Exercices proposés |
**A.** Reproduisez fidèlement le passage du texte sur le VIH après 50 ans allant de « Entre 2003 et 2011, le » jusqu'à « risque d’infection par le VIH. ».
**B.** D'après le texte sur le VIH après 50 ans, combien de personnes découvrent chaque année en France leur séropositivité après cet âge ?
**C.** Poursuivez le texte sur le VIH chez les plus de 50 ans en prenant la suite de sa dernière phrase.

Entre 2003 et 2011, la part de découvertes de séropositivité survenues chez des personnes de plus de 50 ans est passée de 12 à 17%. « Dans toutes les autres classes d’âge, on observe une diminution du nombre de diagnostics d’infection par le VIH. Chez les plus de 50 ans, il ne baisse pas. Chaque année en France, environ 1000 personnes découvrent leur séropositivité après 50 ans », explique Françoise Cazein, épidémiologiste à l’Institut de Veille sanitaire (Invs). Elle co-signe, dans le Bulletin épidémiologique hebdomadaire paru ce mardi, un article décrivant l’évolution récente de l’épidémie de VIH en France.
Entre 2003 et 2011, le nombre de découvertes de séropositivité est passé en moyenne de 7500 par an à 6000, avec une baisse plus marquée avant 2007 et une stabilisation depuis. Les homosexuels masculins et les hétérosexuels originaires d’Afrique Sub-saharienne restent en nombre les deux populations les plus à risque d’infection par le VIH.
Mais la tendance observée chez les personnes de plus de 50 ans et chez les hommes hétérosexuels laisse penser que la prévention ne les atteint pas. « Ils ne se sentent visiblement pas concernés par les messages de prévention, ni sur l’utilisation du préservatif, ni sur le recours aux tests de dépistage », explique Françoise Cazein. Les auteurs du BEH constatent en effet que les plus de 50 ans et les hommes hétérosexuels sont diagnostiqués plus tardivement que les plus jeunes ou les homosexuels. Or découvrir sa séropositivité tardivement, lorsque des symptômes se manifestent, est une perte de chance encore plus marquée lorsqu’on a dépassé la cinquantaine. Une étude britannique publiée en 2011 dans la revue Aids a montré qu'un diagnostic tardif multiplie les risques de décès par 14 pour les plus de 50 ans contre 8 pour les 15 à 49 ans.

[Enregistrements issus d'une collection]
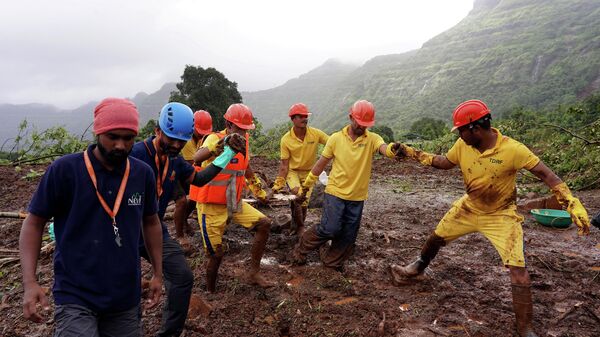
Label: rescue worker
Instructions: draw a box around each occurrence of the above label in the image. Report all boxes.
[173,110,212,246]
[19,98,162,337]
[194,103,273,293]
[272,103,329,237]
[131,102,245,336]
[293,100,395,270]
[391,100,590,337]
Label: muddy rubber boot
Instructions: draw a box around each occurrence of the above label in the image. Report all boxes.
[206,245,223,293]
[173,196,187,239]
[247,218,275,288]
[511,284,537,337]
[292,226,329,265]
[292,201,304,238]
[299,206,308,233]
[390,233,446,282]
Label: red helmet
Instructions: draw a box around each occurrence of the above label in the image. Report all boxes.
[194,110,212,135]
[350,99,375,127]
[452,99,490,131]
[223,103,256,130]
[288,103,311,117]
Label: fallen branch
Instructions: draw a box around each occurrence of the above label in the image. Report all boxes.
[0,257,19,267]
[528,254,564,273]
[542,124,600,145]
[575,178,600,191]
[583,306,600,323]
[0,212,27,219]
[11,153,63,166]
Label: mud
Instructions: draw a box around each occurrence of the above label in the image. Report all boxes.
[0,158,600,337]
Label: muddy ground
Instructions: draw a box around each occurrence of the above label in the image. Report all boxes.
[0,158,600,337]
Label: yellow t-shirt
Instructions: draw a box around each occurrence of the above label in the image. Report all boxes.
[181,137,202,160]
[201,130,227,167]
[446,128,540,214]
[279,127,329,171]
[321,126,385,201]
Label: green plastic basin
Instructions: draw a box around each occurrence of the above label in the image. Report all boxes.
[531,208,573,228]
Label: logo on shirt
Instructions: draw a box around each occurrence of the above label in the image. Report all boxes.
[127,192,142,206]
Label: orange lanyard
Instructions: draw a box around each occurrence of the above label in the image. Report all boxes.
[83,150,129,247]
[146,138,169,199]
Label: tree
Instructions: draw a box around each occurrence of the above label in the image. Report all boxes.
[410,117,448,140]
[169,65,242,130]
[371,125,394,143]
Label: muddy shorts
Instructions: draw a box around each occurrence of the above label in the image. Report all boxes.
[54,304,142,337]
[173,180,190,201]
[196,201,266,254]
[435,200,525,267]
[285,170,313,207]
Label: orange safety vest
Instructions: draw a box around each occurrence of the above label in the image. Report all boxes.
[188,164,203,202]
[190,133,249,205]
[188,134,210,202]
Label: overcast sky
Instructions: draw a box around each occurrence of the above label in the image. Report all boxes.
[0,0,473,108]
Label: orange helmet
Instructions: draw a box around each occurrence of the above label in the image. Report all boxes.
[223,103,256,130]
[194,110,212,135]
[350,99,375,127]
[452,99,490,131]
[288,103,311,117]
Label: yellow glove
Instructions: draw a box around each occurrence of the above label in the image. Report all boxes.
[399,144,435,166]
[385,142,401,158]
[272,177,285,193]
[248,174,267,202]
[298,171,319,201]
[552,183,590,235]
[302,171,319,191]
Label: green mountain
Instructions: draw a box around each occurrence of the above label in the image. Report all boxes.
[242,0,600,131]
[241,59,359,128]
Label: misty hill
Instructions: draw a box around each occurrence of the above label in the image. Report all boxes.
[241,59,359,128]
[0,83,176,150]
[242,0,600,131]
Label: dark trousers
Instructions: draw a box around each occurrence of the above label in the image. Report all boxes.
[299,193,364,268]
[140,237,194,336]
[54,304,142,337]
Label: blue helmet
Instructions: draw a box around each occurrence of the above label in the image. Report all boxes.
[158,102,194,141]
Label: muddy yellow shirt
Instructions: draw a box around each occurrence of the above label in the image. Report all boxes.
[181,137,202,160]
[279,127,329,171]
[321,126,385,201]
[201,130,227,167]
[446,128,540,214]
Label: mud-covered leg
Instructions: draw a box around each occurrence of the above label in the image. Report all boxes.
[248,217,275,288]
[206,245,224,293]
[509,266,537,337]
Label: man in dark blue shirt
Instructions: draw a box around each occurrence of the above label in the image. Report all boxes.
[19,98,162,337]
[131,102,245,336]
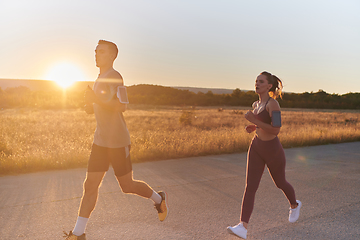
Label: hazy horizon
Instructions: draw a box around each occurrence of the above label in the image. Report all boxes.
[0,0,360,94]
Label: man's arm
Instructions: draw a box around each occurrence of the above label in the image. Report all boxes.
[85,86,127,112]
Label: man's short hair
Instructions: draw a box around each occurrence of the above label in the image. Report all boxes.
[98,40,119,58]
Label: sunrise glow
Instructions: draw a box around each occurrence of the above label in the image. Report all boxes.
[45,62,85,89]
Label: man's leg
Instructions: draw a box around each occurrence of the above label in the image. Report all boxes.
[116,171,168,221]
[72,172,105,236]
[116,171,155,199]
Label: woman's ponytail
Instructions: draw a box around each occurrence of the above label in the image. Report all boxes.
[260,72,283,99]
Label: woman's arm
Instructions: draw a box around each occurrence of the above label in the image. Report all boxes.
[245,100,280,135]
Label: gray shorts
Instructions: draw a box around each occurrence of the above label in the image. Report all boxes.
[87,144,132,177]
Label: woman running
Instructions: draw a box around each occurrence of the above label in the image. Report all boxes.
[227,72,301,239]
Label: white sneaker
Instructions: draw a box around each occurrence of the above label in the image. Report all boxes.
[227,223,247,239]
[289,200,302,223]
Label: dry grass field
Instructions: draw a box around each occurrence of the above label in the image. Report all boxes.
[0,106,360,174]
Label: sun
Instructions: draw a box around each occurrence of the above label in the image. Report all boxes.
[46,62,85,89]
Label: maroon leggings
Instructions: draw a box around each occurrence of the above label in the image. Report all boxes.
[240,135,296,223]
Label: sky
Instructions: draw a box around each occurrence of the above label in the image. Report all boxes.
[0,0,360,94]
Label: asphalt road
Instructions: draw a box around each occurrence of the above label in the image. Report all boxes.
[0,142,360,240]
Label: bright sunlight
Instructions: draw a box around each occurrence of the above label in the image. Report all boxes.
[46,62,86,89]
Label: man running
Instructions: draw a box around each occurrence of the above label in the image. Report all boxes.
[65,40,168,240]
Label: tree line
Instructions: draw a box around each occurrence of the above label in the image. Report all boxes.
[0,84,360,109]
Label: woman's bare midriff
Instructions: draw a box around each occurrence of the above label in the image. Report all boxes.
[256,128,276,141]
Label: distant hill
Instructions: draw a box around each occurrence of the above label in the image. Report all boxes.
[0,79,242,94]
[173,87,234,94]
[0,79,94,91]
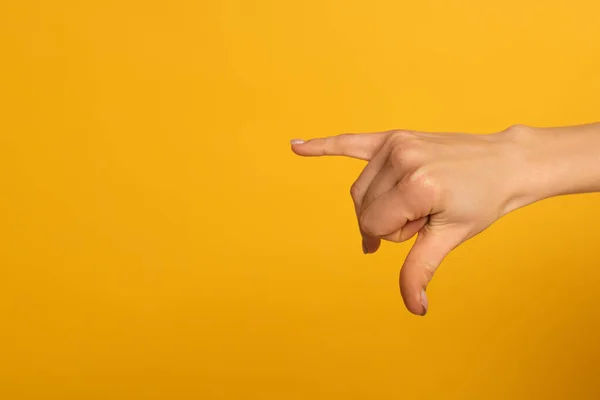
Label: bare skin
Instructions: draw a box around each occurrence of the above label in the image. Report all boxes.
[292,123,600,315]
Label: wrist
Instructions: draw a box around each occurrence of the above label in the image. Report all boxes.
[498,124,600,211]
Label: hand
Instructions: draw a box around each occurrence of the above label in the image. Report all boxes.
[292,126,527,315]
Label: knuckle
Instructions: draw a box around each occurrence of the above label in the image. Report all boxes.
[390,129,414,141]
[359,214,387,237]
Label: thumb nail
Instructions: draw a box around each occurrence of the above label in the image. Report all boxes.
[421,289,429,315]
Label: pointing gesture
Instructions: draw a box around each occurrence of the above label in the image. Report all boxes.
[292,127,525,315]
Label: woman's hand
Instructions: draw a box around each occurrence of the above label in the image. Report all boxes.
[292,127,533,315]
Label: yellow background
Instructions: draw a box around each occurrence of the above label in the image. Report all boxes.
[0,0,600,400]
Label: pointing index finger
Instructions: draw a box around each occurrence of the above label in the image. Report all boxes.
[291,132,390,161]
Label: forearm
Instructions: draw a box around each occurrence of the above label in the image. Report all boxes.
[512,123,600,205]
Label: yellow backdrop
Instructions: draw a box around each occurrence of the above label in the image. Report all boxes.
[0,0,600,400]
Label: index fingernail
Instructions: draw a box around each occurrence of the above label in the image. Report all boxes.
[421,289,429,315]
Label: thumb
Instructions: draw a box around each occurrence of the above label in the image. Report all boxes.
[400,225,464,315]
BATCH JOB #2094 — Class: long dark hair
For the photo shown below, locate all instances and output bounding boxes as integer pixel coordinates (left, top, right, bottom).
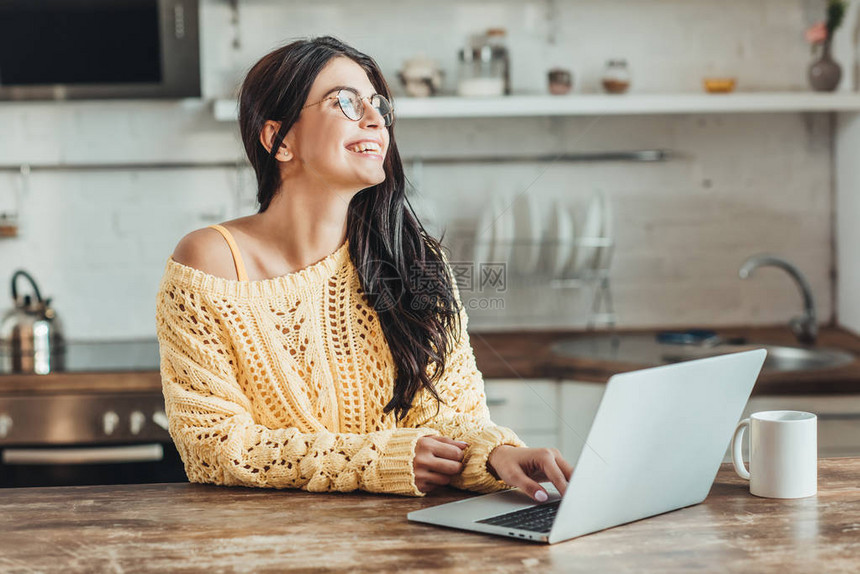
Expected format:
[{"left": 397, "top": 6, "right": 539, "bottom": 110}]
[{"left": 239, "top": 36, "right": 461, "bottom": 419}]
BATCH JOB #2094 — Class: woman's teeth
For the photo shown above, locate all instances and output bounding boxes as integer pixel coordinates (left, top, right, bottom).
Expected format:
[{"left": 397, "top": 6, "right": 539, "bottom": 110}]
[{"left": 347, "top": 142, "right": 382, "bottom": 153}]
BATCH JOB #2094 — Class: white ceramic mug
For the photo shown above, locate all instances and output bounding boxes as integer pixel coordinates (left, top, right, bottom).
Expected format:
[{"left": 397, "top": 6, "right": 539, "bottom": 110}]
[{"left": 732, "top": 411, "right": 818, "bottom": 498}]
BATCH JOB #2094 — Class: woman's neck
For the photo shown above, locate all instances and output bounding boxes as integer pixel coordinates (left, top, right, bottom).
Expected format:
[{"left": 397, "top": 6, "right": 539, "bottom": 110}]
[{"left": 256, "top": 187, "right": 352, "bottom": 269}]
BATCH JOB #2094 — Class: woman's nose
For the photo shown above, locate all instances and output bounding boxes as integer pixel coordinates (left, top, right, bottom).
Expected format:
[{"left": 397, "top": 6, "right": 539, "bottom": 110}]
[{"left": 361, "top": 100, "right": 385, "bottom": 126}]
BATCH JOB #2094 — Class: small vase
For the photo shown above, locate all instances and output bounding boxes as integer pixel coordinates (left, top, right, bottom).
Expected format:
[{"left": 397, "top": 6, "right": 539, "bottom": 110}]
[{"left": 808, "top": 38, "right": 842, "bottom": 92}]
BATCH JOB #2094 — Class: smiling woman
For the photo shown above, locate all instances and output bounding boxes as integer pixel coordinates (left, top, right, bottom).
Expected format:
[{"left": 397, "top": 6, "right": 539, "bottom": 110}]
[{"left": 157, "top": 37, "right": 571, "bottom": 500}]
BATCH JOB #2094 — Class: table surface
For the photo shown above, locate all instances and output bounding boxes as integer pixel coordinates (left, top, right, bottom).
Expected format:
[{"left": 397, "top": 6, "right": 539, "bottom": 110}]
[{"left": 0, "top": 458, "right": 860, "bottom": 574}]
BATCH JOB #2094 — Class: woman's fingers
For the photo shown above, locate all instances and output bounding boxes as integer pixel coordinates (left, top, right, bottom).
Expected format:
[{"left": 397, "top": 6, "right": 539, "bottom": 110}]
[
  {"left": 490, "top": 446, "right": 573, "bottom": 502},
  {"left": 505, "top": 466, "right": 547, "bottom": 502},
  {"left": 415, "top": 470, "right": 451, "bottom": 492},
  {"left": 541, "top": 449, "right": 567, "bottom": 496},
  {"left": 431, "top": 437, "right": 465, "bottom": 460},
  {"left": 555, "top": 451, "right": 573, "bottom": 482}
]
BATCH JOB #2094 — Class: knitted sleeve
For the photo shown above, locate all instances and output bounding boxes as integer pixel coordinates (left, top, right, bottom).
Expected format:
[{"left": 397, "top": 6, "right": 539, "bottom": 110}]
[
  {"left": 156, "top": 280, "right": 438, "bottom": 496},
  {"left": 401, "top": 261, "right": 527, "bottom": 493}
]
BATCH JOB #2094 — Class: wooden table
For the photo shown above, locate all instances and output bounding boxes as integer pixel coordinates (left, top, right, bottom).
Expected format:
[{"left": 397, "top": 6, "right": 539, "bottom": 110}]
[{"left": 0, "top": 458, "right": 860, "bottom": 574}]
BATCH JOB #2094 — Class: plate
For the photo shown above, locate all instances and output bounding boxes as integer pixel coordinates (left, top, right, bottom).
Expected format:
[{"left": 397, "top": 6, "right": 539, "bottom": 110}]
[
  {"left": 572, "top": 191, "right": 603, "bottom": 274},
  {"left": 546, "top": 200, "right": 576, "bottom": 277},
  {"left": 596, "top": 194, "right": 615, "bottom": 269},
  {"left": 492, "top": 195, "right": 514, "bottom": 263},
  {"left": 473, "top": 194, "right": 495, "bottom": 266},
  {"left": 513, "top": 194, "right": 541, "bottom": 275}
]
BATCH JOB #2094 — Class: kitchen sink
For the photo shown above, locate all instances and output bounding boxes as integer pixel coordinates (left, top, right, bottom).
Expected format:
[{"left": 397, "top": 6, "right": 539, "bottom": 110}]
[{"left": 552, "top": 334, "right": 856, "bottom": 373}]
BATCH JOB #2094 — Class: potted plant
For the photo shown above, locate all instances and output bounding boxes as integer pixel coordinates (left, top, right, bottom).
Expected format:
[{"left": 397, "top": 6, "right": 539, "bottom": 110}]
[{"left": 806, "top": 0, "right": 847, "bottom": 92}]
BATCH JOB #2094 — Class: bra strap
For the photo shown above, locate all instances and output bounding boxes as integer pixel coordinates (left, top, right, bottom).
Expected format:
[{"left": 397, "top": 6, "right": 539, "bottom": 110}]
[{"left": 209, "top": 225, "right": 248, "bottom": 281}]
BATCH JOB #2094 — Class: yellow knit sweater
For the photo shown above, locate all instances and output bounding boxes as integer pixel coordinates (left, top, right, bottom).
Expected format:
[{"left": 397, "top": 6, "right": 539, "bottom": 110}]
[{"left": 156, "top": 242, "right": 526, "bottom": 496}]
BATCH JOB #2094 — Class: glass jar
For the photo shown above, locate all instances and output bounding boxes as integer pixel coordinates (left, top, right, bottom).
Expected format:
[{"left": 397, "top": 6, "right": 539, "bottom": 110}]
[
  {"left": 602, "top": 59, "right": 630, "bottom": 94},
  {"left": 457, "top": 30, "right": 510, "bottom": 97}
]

Réponses par exercice |
**A.**
Entre 2003 et 2011, le nombre de découvertes de séropositivité est passé en moyenne de 7500 par an à 6000, avec une baisse plus marquée avant 2007 et une stabilisation depuis. Les homosexuels masculins et les hétérosexuels originaires d’Afrique Sub-saharienne restent en nombre les deux populations les plus à risque d’infection par le VIH.

**B.** Environ 1000 personnes.

**C.**
Faut-il alors adapter la lutte contre le Sida et imaginer des actions de prévention ciblées pour les quinquagénaires ? Certains états américains l’ont fait en 2012 à travers une campagne dont le slogan était « l’âge n’est pas un préservatif ». Mais pour Françoise Cazein, une campagne de prévention ciblée sur cette tranche d’âge pourrait laisser penser, à tort, qu’elle est plus à risque de contamination que les autres.
Ecoutez Françoise Cazein, épidémiologiste au sein de l’unité VIH Sida IST de l’Institut de Veille sanitaire : « Il faut parvenir à ce qu’ils se sentent concernés par les messages qui s’adressent à la population générale, autant que les autres »
« Schématiquement, ce sont des gens qui étaient en couple depuis les années 80, ils n’ont donc pas été vraiment concernés par le VIH. Aujourd’hui, après une séparation, ils reprennent une activité sexuelle avec de nouveaux partenaires sans avoir intégré le risque VIH ni aucun des messages de prévention », explique Christian Andreo, directeur de la communication de l’association Aides.
La question n’est donc pas forcément de créer des messages particuliers pour alerter les cinquantenaires mais de faire en sorte que l’information leur parvienne et pour cela d’identifier les bons vecteurs. « Les dernières campagnes étaient beaucoup sur le web pour espérer toucher les jeunes. Il faut probablement revenir aussi à la presse écrite et décliner les messages de prévention dans la presse magazine que lit ce lectorat masculin d’âge mûr », poursuit Christian Andreo.
Mais pour que le message parvienne vraiment à interpeller cette tranche d’âge, il faudra l’appui du corps médical « même si ce n’est pas forcément évident pour les professionnels de santé d’aborder la sexualité avec ces patients aussi facilement qu’avec un jeune et qu’ils y pensent moins automatiquement », souligne Françoise Cazein. Il est d’ailleurs désormais recommandé aux médecins généralistes de proposer au moins une fois à chacun de ses patients quel que soit leur âge de réaliser un test de dépistage du VIH.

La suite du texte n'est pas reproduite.